---------- Extracted data ----------

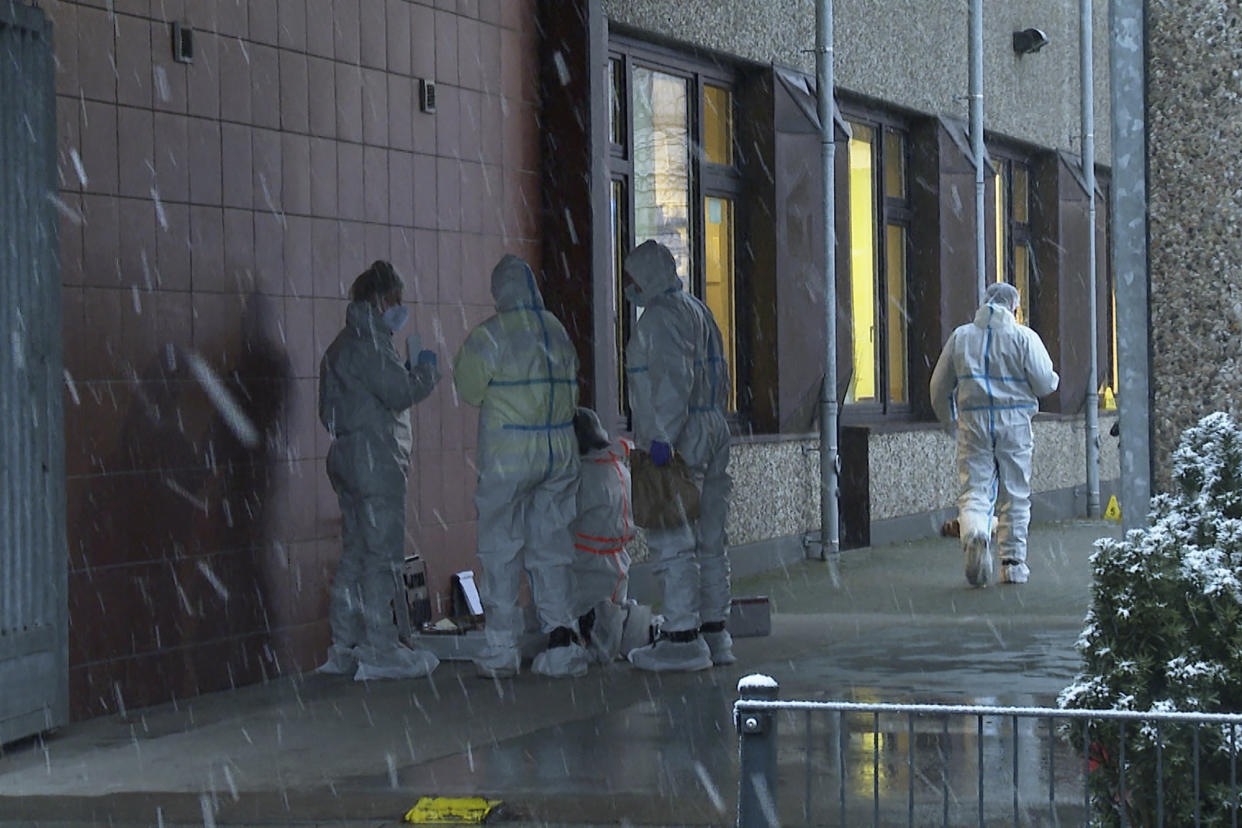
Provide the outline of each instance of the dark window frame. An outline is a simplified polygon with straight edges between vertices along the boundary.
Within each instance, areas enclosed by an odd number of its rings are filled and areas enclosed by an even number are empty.
[[[882,108],[875,104],[843,98],[838,95],[837,107],[841,112],[841,117],[851,123],[859,123],[863,126],[870,127],[873,130],[875,138],[873,139],[873,189],[872,203],[875,205],[876,213],[872,216],[872,244],[875,251],[876,265],[875,272],[872,274],[874,278],[874,287],[876,295],[876,321],[875,326],[879,332],[879,344],[876,349],[876,365],[879,369],[879,376],[876,381],[876,396],[874,402],[852,402],[845,403],[841,406],[841,423],[842,425],[874,425],[885,422],[905,422],[912,421],[915,418],[913,397],[914,394],[909,387],[912,372],[910,363],[913,359],[913,345],[917,342],[914,336],[913,325],[907,322],[906,325],[906,401],[891,402],[889,400],[891,392],[891,378],[889,376],[889,342],[888,342],[888,244],[885,238],[886,229],[890,225],[903,227],[906,237],[906,301],[909,302],[910,296],[910,257],[913,253],[912,247],[912,229],[915,221],[914,206],[911,198],[911,182],[910,182],[910,165],[912,160],[912,132],[913,119],[911,117],[894,112],[887,108]],[[902,167],[905,172],[905,192],[904,199],[892,198],[887,194],[886,190],[886,173],[887,161],[884,152],[884,137],[886,134],[894,132],[901,136],[902,142]],[[844,187],[838,185],[837,201],[840,203],[842,196],[848,203],[849,199],[849,181],[847,180]],[[853,222],[854,217],[850,216]],[[906,318],[909,320],[911,314],[907,309]]]

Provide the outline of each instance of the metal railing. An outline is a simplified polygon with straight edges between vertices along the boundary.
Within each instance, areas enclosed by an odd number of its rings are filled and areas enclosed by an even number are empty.
[[[741,828],[1238,824],[1242,715],[781,701],[779,689],[738,682]],[[798,719],[801,739],[787,734]]]

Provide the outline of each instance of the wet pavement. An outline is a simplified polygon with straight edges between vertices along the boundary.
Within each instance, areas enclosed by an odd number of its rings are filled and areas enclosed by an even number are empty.
[[[772,675],[783,698],[1050,705],[1077,667],[1092,541],[1117,532],[1033,527],[1023,586],[968,588],[944,539],[739,581],[735,594],[770,596],[772,635],[703,673],[496,682],[445,663],[431,681],[304,676],[77,723],[6,748],[0,824],[380,825],[428,795],[502,799],[526,824],[731,824],[739,677]],[[949,824],[977,823],[981,745],[986,822],[1012,821],[1015,755],[1023,824],[1049,821],[1050,777],[1057,817],[1080,816],[1080,765],[1043,722],[1018,723],[1016,751],[1013,723],[991,718],[809,727],[782,715],[785,824],[841,824],[842,790],[844,824],[872,821],[876,791],[879,824],[938,824],[946,801]]]

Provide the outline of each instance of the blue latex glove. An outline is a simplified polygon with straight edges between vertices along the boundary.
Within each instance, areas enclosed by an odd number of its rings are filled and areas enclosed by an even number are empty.
[[[435,351],[423,350],[418,352],[419,365],[435,365],[437,361],[438,357],[436,357]]]
[[[673,459],[673,447],[659,440],[651,441],[651,462],[656,466],[666,466]]]

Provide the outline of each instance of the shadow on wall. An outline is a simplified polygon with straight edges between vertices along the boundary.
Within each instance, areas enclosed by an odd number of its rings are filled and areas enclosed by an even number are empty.
[[[76,517],[91,540],[70,579],[75,717],[280,670],[271,607],[287,603],[287,561],[273,506],[291,371],[271,301],[252,294],[232,331],[209,332],[225,337],[219,363],[167,345],[132,374],[110,485]]]

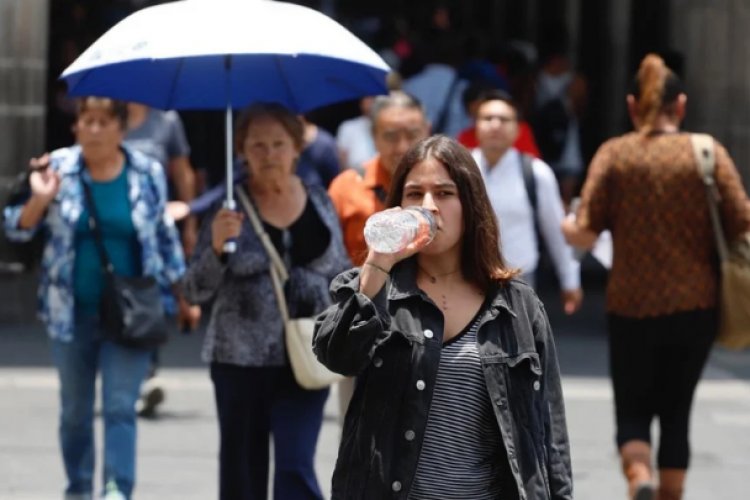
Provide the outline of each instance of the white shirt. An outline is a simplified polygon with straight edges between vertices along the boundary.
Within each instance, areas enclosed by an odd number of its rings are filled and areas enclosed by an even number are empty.
[[[482,172],[487,194],[500,225],[500,245],[510,267],[524,273],[536,271],[539,245],[534,230],[534,213],[523,182],[521,153],[510,148],[495,165],[488,165],[482,151],[472,151]],[[581,286],[581,265],[573,248],[565,242],[560,225],[565,217],[560,190],[552,169],[543,161],[532,162],[536,180],[539,231],[557,270],[563,290]]]
[[[375,157],[372,125],[367,116],[341,122],[336,131],[336,145],[346,154],[346,166],[362,171],[362,164]]]

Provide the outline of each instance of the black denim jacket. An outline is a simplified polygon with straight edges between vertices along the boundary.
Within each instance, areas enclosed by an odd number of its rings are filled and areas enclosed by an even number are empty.
[[[315,328],[318,359],[357,377],[332,498],[405,499],[437,378],[443,316],[417,288],[413,260],[397,265],[373,300],[358,290],[358,269],[340,274],[331,284],[334,305]],[[547,314],[520,281],[497,287],[489,299],[477,343],[507,458],[500,464],[503,498],[570,500],[570,449]]]

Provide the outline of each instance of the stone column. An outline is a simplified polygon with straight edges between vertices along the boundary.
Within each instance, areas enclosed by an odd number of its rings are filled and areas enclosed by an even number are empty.
[[[610,60],[605,62],[607,67],[605,78],[605,122],[602,124],[606,137],[613,137],[623,132],[622,117],[626,115],[625,93],[630,77],[628,68],[628,51],[630,49],[630,18],[631,2],[611,2],[607,13],[609,25],[609,53]]]
[[[670,39],[685,56],[685,128],[713,134],[750,186],[750,3],[672,0]]]
[[[0,0],[0,203],[44,148],[49,1]],[[8,249],[0,236],[0,322],[28,322],[36,279],[18,274]]]
[[[44,147],[47,16],[48,0],[0,0],[1,179]]]

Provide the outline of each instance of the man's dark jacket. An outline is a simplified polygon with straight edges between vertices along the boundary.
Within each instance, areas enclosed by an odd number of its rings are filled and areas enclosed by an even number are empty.
[[[405,499],[437,378],[443,316],[417,288],[414,259],[398,264],[373,300],[358,291],[358,269],[339,275],[331,285],[334,305],[315,329],[318,359],[357,377],[332,498]],[[517,280],[496,286],[488,299],[477,344],[505,448],[503,498],[570,500],[565,409],[544,307]]]

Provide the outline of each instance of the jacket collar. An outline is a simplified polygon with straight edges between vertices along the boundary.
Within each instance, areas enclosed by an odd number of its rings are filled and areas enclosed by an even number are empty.
[[[120,146],[120,151],[125,155],[125,165],[136,170],[144,170],[148,165],[148,158],[142,153],[134,151],[127,146]],[[68,148],[67,154],[60,163],[58,172],[60,175],[78,175],[83,170],[83,154],[81,146],[76,144]]]
[[[495,285],[489,290],[488,295],[492,296],[490,310],[493,316],[501,309],[507,311],[511,316],[516,316],[508,301],[508,286],[510,285]],[[406,259],[394,266],[388,285],[389,301],[403,300],[409,297],[427,298],[427,295],[417,286],[416,257]]]

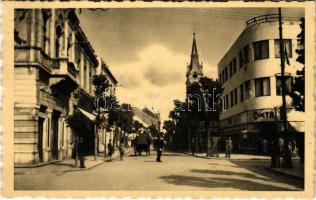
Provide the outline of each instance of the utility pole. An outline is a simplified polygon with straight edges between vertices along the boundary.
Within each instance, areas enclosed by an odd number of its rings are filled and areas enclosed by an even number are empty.
[[[284,63],[284,41],[282,34],[282,14],[281,8],[279,8],[279,36],[280,36],[280,60],[281,60],[281,88],[282,88],[282,122],[283,122],[283,136],[284,136],[284,152],[282,159],[282,167],[283,168],[293,168],[291,153],[289,150],[289,136],[287,130],[287,113],[286,113],[286,85],[285,85],[285,63]]]

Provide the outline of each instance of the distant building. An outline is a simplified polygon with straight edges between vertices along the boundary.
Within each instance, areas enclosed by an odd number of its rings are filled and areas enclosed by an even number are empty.
[[[300,48],[299,32],[299,21],[284,20],[283,38],[289,62],[285,67],[287,90],[301,67],[295,53]],[[232,137],[237,151],[260,152],[262,140],[283,130],[278,38],[277,16],[253,18],[218,63],[226,110],[220,115],[220,130],[223,136]],[[291,136],[304,134],[304,113],[291,107],[289,96],[286,101]]]
[[[132,107],[134,113],[134,120],[141,123],[144,127],[148,128],[151,125],[155,127],[159,126],[160,114],[154,113],[153,111],[149,110],[148,108],[140,109],[137,107]]]
[[[94,143],[98,60],[74,9],[17,9],[14,19],[14,163],[72,156],[76,132],[66,119],[86,121],[87,153]]]

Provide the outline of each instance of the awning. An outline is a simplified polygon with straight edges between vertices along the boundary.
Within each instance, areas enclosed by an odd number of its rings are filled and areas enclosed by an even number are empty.
[[[298,132],[305,132],[305,123],[304,122],[300,122],[300,121],[297,121],[297,122],[289,122],[291,127],[295,129],[295,131],[298,131]]]
[[[136,115],[133,116],[133,120],[138,121],[146,128],[148,127],[148,125],[141,118],[137,117]]]
[[[96,119],[96,116],[92,113],[89,113],[81,108],[78,108],[78,110],[84,115],[86,116],[88,119],[90,119],[91,121],[95,121]]]

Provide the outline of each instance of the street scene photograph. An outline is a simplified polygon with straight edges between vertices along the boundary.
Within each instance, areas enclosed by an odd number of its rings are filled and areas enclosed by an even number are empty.
[[[14,9],[14,190],[303,192],[305,14]]]

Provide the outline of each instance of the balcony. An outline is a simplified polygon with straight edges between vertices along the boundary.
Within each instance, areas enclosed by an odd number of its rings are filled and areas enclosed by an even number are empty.
[[[253,25],[269,23],[269,22],[276,22],[278,21],[279,16],[278,14],[267,14],[267,15],[260,15],[254,18],[249,19],[246,22],[246,27],[249,28]]]
[[[53,75],[66,75],[73,81],[76,81],[78,71],[75,65],[68,61],[68,58],[57,58],[54,60],[57,64],[52,66]]]

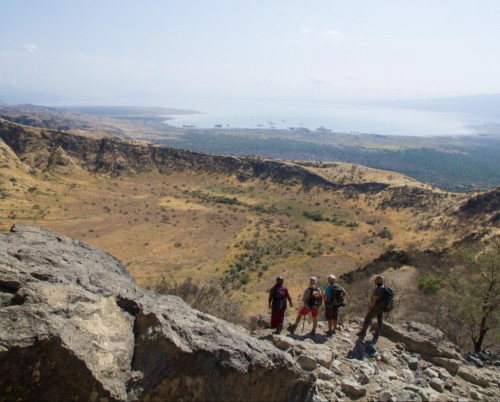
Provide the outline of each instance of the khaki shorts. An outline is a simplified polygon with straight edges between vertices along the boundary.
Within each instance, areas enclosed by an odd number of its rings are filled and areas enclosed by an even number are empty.
[[[339,319],[339,306],[328,307],[325,306],[325,320],[338,320]]]

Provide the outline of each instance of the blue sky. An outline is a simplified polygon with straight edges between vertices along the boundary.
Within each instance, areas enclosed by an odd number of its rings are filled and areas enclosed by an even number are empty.
[[[498,0],[2,0],[0,87],[101,103],[500,93]]]

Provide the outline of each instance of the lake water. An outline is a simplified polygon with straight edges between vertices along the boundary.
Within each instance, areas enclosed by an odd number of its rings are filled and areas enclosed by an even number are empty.
[[[443,113],[379,106],[294,101],[226,101],[183,107],[200,114],[168,116],[167,124],[197,128],[297,129],[402,136],[476,134],[484,119],[465,113]]]

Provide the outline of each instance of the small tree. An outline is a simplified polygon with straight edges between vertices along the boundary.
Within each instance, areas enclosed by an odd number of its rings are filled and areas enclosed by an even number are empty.
[[[500,324],[500,244],[459,252],[459,264],[441,276],[445,300],[464,319],[474,351],[480,352],[487,333],[498,337]]]

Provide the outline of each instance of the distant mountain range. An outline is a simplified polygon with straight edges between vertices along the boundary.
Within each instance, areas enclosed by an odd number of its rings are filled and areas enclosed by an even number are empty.
[[[124,95],[119,99],[114,99],[113,105],[123,104],[123,99],[129,99],[130,104],[148,104],[146,99],[154,99],[157,95],[146,92],[135,92]],[[36,104],[49,105],[58,103],[60,106],[64,103],[72,103],[78,100],[68,100],[67,98],[49,92],[32,91],[12,85],[0,85],[0,105],[1,104]],[[105,101],[103,101],[105,102]],[[356,102],[358,103],[358,102]],[[359,102],[366,104],[366,102]],[[105,103],[97,102],[89,104]],[[443,97],[430,99],[399,99],[399,100],[380,100],[368,102],[373,106],[386,106],[405,109],[430,110],[436,112],[451,113],[470,113],[482,117],[497,117],[500,115],[500,94],[488,95],[469,95],[458,97]]]
[[[471,95],[434,99],[407,99],[375,102],[377,106],[421,109],[436,112],[471,113],[479,116],[500,115],[500,94]]]
[[[65,98],[48,92],[37,92],[25,90],[11,85],[0,85],[0,104],[47,104],[61,102]]]

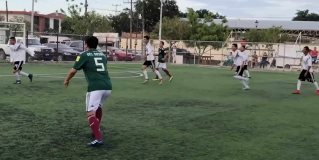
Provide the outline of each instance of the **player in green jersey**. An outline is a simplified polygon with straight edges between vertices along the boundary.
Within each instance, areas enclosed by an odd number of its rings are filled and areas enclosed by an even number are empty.
[[[105,55],[96,50],[98,39],[94,36],[87,37],[85,46],[87,51],[76,58],[73,68],[69,71],[64,81],[65,87],[69,86],[70,80],[78,70],[83,70],[88,83],[86,94],[86,112],[88,121],[95,139],[88,143],[89,146],[103,144],[100,123],[102,119],[103,102],[111,95],[112,83],[107,71]]]

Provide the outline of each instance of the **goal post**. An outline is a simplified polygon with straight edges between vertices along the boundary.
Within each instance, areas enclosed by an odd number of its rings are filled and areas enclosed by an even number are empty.
[[[26,24],[18,22],[0,22],[0,44],[7,44],[10,37],[22,37],[25,44]]]

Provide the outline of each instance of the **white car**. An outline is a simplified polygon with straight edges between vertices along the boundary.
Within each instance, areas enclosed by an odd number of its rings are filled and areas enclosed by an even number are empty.
[[[18,43],[26,44],[25,39],[16,37]],[[6,60],[10,57],[9,42],[7,44],[0,44],[0,60]],[[53,60],[54,49],[41,45],[37,38],[28,38],[28,48],[26,60]]]

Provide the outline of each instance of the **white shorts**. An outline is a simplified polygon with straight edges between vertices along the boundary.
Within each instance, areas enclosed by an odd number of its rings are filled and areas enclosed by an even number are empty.
[[[111,96],[111,90],[100,90],[86,93],[86,111],[96,111]]]
[[[166,63],[158,63],[157,68],[167,69]]]

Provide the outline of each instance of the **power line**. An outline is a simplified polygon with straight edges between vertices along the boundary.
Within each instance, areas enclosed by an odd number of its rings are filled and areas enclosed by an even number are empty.
[[[123,2],[123,3],[129,3],[131,5],[130,9],[130,49],[132,48],[132,32],[133,32],[133,0]]]

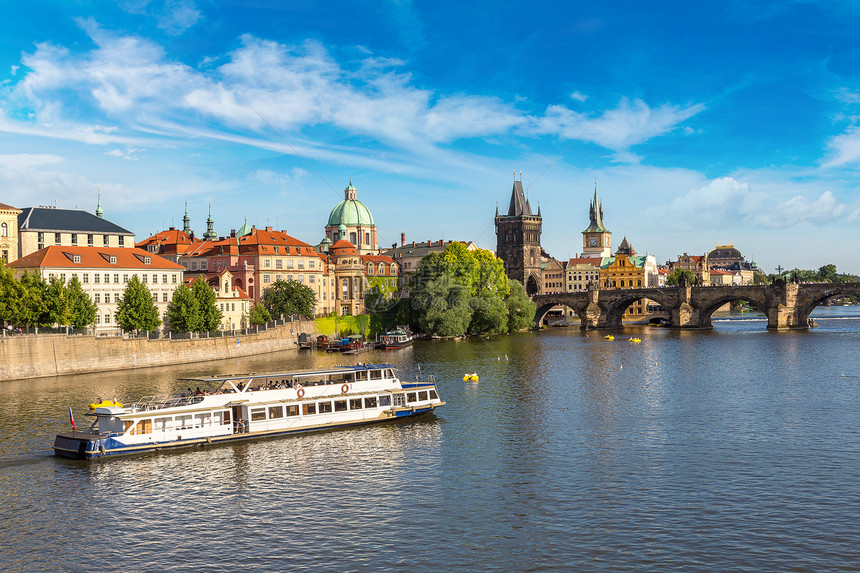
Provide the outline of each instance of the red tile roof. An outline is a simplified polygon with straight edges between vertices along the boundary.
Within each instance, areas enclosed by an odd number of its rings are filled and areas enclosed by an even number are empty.
[[[80,262],[74,262],[75,255]],[[111,263],[111,257],[116,262]],[[149,263],[145,261],[149,259]],[[17,269],[81,268],[81,269],[159,269],[184,270],[184,267],[138,248],[125,247],[63,247],[51,245],[30,253],[8,265]]]

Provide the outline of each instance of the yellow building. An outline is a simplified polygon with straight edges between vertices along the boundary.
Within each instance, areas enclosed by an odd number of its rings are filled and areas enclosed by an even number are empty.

----------

#### Work required:
Taking the records above as input, show every line in which the word "blue" is present.

#### Solution to this task:
Provide the outline of each instance of the blue latex glove. An outline is a simplified polygon with straight edges between vertices along the boundary.
Provide the outline of each instance of the blue sky. An outline is a simplified polygon with straight edges between vertices along the boundary.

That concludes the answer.